►

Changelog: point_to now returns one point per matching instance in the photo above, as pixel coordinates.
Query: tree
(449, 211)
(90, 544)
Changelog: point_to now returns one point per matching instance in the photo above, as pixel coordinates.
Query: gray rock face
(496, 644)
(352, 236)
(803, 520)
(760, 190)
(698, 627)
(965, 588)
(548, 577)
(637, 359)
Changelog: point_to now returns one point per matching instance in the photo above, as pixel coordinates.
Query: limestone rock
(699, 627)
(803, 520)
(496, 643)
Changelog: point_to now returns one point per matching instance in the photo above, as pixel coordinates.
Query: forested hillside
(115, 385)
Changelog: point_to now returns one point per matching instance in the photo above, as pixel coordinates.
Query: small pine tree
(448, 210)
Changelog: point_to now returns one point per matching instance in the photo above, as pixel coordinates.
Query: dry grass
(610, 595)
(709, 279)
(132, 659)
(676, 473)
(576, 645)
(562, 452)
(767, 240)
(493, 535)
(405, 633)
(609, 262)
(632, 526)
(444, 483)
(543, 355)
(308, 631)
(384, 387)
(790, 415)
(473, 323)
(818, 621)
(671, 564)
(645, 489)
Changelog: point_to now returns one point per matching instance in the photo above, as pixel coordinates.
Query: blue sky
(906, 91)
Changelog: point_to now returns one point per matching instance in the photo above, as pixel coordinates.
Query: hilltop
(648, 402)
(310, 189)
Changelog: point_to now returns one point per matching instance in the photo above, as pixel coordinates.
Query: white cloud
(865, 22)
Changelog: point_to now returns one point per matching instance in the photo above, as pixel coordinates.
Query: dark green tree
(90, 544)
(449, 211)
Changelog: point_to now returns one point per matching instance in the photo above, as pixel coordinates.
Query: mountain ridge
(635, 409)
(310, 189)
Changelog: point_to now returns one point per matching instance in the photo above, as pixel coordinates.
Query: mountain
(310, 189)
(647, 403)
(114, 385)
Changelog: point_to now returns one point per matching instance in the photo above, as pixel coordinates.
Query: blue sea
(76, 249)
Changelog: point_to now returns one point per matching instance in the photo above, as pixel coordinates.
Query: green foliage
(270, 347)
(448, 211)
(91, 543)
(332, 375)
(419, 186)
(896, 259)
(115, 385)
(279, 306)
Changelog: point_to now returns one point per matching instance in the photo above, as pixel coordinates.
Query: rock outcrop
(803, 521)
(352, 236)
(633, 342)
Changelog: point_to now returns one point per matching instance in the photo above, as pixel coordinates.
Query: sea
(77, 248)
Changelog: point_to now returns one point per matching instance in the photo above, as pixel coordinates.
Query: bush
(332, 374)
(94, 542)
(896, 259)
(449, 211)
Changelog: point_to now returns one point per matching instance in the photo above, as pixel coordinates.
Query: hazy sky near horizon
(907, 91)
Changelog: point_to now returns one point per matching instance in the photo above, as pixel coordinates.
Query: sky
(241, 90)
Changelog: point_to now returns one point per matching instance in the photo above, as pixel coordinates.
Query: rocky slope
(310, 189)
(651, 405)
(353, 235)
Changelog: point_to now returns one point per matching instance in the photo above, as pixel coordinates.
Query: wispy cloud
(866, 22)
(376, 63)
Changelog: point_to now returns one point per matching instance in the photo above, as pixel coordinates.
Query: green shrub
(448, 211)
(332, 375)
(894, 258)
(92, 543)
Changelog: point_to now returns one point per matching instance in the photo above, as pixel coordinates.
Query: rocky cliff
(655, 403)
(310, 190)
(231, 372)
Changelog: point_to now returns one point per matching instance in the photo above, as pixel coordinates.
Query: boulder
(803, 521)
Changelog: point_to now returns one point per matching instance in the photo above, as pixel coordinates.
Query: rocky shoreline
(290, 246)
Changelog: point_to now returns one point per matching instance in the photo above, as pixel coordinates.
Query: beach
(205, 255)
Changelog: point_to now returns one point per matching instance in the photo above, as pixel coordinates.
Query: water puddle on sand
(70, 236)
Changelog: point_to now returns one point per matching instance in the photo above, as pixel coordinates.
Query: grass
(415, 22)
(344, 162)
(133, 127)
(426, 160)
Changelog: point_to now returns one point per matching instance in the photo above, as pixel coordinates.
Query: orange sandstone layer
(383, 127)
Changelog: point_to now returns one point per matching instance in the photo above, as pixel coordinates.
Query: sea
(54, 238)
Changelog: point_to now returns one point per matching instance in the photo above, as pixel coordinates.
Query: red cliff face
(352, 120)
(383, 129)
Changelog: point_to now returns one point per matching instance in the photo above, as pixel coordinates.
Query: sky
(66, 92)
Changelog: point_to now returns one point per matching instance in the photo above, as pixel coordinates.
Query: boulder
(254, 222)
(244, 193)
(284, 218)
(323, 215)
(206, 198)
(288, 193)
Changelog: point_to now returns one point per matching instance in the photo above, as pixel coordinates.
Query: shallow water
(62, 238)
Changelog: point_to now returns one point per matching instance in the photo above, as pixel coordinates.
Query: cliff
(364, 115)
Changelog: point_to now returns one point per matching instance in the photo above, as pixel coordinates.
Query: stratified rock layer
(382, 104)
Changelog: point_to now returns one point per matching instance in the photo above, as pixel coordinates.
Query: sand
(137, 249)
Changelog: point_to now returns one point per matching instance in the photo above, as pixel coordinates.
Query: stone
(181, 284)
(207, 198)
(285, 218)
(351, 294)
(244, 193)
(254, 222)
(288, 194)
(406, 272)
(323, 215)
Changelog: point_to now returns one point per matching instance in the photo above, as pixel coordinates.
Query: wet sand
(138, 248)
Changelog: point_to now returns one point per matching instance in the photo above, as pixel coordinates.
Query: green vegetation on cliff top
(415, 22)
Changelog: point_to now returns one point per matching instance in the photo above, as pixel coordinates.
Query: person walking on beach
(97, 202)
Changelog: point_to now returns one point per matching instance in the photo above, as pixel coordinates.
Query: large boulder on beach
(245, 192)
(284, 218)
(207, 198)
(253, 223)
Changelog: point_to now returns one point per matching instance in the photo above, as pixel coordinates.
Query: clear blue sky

◄

◆ Your objective ◆
Down to the last line, return the data above exactly.

◆ Answer for this exercise ◆
Changelog: point_to now returns one point per matching instance in the photo above, as pixel coordinates.
Query: tree
(449, 211)
(90, 544)
Changelog: point_to now returns one point per matching instance in the photo above, as pixel coordinates.
Query: gray rock face
(496, 644)
(352, 236)
(803, 520)
(760, 190)
(698, 627)
(965, 588)
(548, 577)
(637, 359)
Changelog: point_to now returns one point per matching instance in the photo above, as pixel coordinates.
Query: limestone rock
(699, 627)
(803, 520)
(496, 643)
Changelog: point_to now returns one point per matching instance in the photo above, as pixel coordinates.
Query: forested hillside
(115, 385)
Changelog: point_to now returns one point per matching instance in the photo above, as pixel coordinates.
Query: small pine tree
(448, 210)
Changelog: point_to now returns one point per matching instance in the photo above, as pixel coordinates.
Query: dry grass
(610, 595)
(709, 279)
(132, 659)
(676, 473)
(576, 645)
(562, 452)
(767, 240)
(493, 535)
(405, 633)
(609, 262)
(632, 526)
(444, 483)
(543, 355)
(308, 631)
(384, 387)
(790, 415)
(473, 323)
(818, 621)
(671, 564)
(645, 489)
Changelog: point_to now returns one point per matching instance in the photo above, as pixel coordinates.
Query: blue sky
(906, 91)
Changelog: point_to now returns one point per matching instance in the photo above, as pixel coordinates.
Query: hilltop
(648, 402)
(310, 189)
Changelog: point_to now returns one point per matching instance in the photo above, as pixel coordinates.
Query: white cloud
(865, 22)
Changelog: point_to now returns one point per matching instance in the photo above, as pixel coordinates.
Query: dark green tree
(90, 544)
(449, 211)
Changelog: point_to now returns one point per matching instance in the photo above, as pixel coordinates.
Query: mountain ridge
(635, 409)
(310, 189)
Changelog: point_to now returns one point per matching instance in the photo above, as pixel coordinates.
Query: mountain
(310, 189)
(647, 403)
(114, 385)
Changelog: point_to now returns one point per matching instance in the photo above, as pixel coordinates.
Query: blue sea
(76, 249)
Changelog: point_to now returns one point per matching instance in the photo above, as pixel coordinates.
Query: green foliage
(270, 347)
(448, 211)
(91, 543)
(332, 375)
(419, 186)
(896, 259)
(115, 385)
(279, 306)
Changelog: point_to now returns one point per matching instance in the photo above, as pixel coordinates.
Query: rock outcrop
(803, 521)
(352, 236)
(633, 342)
Changelog: point_to now returns one point per matching instance in the photo above, as pixel coordinates.
Query: sea
(77, 248)
Changelog: point_to now returns one point per matching instance in the photo above, as pixel coordinates.
Query: bush
(332, 374)
(94, 542)
(896, 259)
(449, 211)
Changelog: point_to now returns one point per matching instance in the photo above, as pixel coordinates.
Query: hazy sky near horizon
(907, 91)
Changelog: point_to now returns one point per matching instance in the photo above, as pixel coordinates.
Query: sky
(241, 90)
Changelog: point_to now returns one point per matching instance in the photo above, as pixel coordinates.
Query: rocky slope
(310, 189)
(651, 405)
(353, 235)
Changelog: point_to now returns one point per matching instance in the photo above, as pixel coordinates.
Query: wispy cloud
(866, 22)
(376, 63)
Changelog: point_to now returns one point per matching instance in the photo above, as pixel coordinates.
Query: green shrub
(448, 211)
(332, 375)
(894, 258)
(92, 543)
Changelog: point_to now returns one point per matching instance in the photo above, as pixel coordinates.
Query: rocky cliff
(655, 403)
(310, 190)
(231, 372)
Changelog: point_to now returns one point per matching instance in the photo above, as pixel coordinates.
Query: boulder
(803, 521)
Changelog: point_to now returns one point per matching instance in the photo above, as pixel coordinates.
Query: rocky shoreline
(290, 246)
Changelog: point_to now returns one point per matching instance in the photo above, as pixel coordinates.
Query: beach
(205, 255)
Changelog: point_to now returns one point per matching instance in the photo above, as pixel coordinates.
Query: water puddle on sand
(70, 236)
Changelog: point_to now returns one point per matching instance in the photo above, as pixel coordinates.
Query: grass
(415, 22)
(344, 162)
(133, 127)
(426, 160)
Changelog: point_to now returns one point per matching instance in the photo above, as pixel coordinates.
Query: orange sandstone layer
(383, 127)
Changelog: point_to now returns one point per matching instance in the photo above, as pixel coordinates.
Query: sea
(54, 238)
Changelog: point_to now returns one point per matching instance in the photo above, as pixel coordinates.
Query: red cliff face
(352, 120)
(383, 129)
Changelog: point_to now returns one point per matching instance in the photo above, as pixel coordinates.
Query: sky
(66, 92)
Changelog: point_to now returns one point per matching instance in the photo above, as pixel coordinates.
Query: boulder
(254, 222)
(244, 193)
(284, 218)
(323, 215)
(206, 198)
(288, 193)
Changelog: point_to now returns one point per matching instance in the photo above, as pixel coordinates.
Query: shallow water
(62, 238)
Changelog: point_to now returns one point per matching instance in the photo above, as pixel coordinates.
Query: cliff
(364, 115)
Changelog: point_to now returns one point per matching instance in the photo above, as pixel coordinates.
Query: stratified rock layer
(382, 104)
Changelog: point_to now returns one point per matching instance in the photo above, as pixel coordinates.
Query: sand
(137, 249)
Changelog: point_to now returns one point per matching instance in the photo above, as pixel coordinates.
Query: stone
(181, 284)
(207, 198)
(285, 218)
(351, 294)
(244, 193)
(254, 222)
(288, 194)
(406, 272)
(323, 215)
Changelog: point_to now returns one point per matching instance in the photo above, as pixel coordinates.
Query: wet sand
(138, 248)
Changelog: point_to now returns one point per matching instance in the photo above, as pixel coordinates.
Query: green vegetation on cliff top
(415, 22)
Changelog: point_to now returns one point per matching instance in the photo above, as pixel coordinates.
Query: person walking on beach
(97, 202)
Changelog: point_to now returns one point per matching instance in the photo above, as pixel coordinates.
Query: large boulder on beach
(245, 192)
(284, 218)
(207, 198)
(253, 223)
Changelog: point_to now returns one point per matching instance in the photo above, as pixel coordinates.
Query: clear blue sky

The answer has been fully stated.